▶ YANG DIMINTA: Perbarui semua baris item di bawah dengan mengganti setiap "sample" menjadi "example", dan biarkan bagian lainnya tetap sama.
.....
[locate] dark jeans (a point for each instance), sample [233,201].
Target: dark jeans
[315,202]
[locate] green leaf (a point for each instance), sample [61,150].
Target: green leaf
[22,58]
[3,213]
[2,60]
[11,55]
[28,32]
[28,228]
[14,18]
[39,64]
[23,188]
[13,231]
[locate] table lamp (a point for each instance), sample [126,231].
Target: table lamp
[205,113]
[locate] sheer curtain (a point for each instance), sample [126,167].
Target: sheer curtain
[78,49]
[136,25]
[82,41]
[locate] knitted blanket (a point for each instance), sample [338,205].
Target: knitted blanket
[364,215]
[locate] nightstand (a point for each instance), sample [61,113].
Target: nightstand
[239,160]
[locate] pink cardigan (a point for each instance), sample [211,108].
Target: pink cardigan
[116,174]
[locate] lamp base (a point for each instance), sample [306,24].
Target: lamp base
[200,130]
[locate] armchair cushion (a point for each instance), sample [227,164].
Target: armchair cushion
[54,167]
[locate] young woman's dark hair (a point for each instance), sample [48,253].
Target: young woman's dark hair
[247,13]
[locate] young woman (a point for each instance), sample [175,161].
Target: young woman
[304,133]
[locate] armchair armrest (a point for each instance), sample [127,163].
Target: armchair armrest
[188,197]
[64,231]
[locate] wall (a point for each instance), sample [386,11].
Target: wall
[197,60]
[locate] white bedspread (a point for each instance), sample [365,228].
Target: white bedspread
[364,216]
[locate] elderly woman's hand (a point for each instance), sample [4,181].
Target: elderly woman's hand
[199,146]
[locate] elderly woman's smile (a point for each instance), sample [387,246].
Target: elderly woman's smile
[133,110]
.....
▶ JAWABAN TUGAS:
[locate] dark jeans (a point for each instance), example [233,201].
Target: dark jeans
[315,202]
[locate] green leaf (a point for each instance), example [61,150].
Target: green leaf
[22,58]
[3,213]
[2,60]
[11,55]
[28,32]
[28,228]
[14,18]
[39,64]
[23,188]
[13,231]
[locate] table lamp (a point for each instance), example [126,231].
Target: table lamp
[205,113]
[locate] sheer curtain (a point for each instance), example [126,167].
Target: sheer curtain
[78,49]
[136,25]
[82,41]
[locate] knitted blanket (a point for each instance), example [338,205].
Target: knitted blanket
[364,215]
[locate] nightstand (a point for each instance), example [61,113].
Target: nightstand
[239,160]
[locate] pink cardigan (a point for each instance), example [211,108].
Target: pink cardigan
[116,174]
[locate] lamp base (a point for each instance), example [306,24].
Target: lamp base
[200,130]
[locate] armchair cushion (a point for each instance), example [227,164].
Target: armchair cushion
[54,167]
[locate] young woman's dark hair (a point for each instance), example [48,253].
Target: young woman's dark hair
[247,13]
[locate] young woman (a point for each instance), example [175,161].
Target: young woman
[304,133]
[locate] armchair armrest (a point for each instance), example [127,163].
Target: armchair armrest
[188,197]
[64,231]
[locate] wall (a point for each instance), example [386,11].
Target: wall
[197,60]
[locate] white bedspread (a point for each instance), example [365,228].
Target: white bedspread
[364,216]
[locate] elderly woman's hand (a point for each instance), example [4,181].
Target: elderly woman's hand
[199,146]
[locate] elderly woman's smile (a point for each instance), example [387,246].
Target: elderly woman's smile
[133,110]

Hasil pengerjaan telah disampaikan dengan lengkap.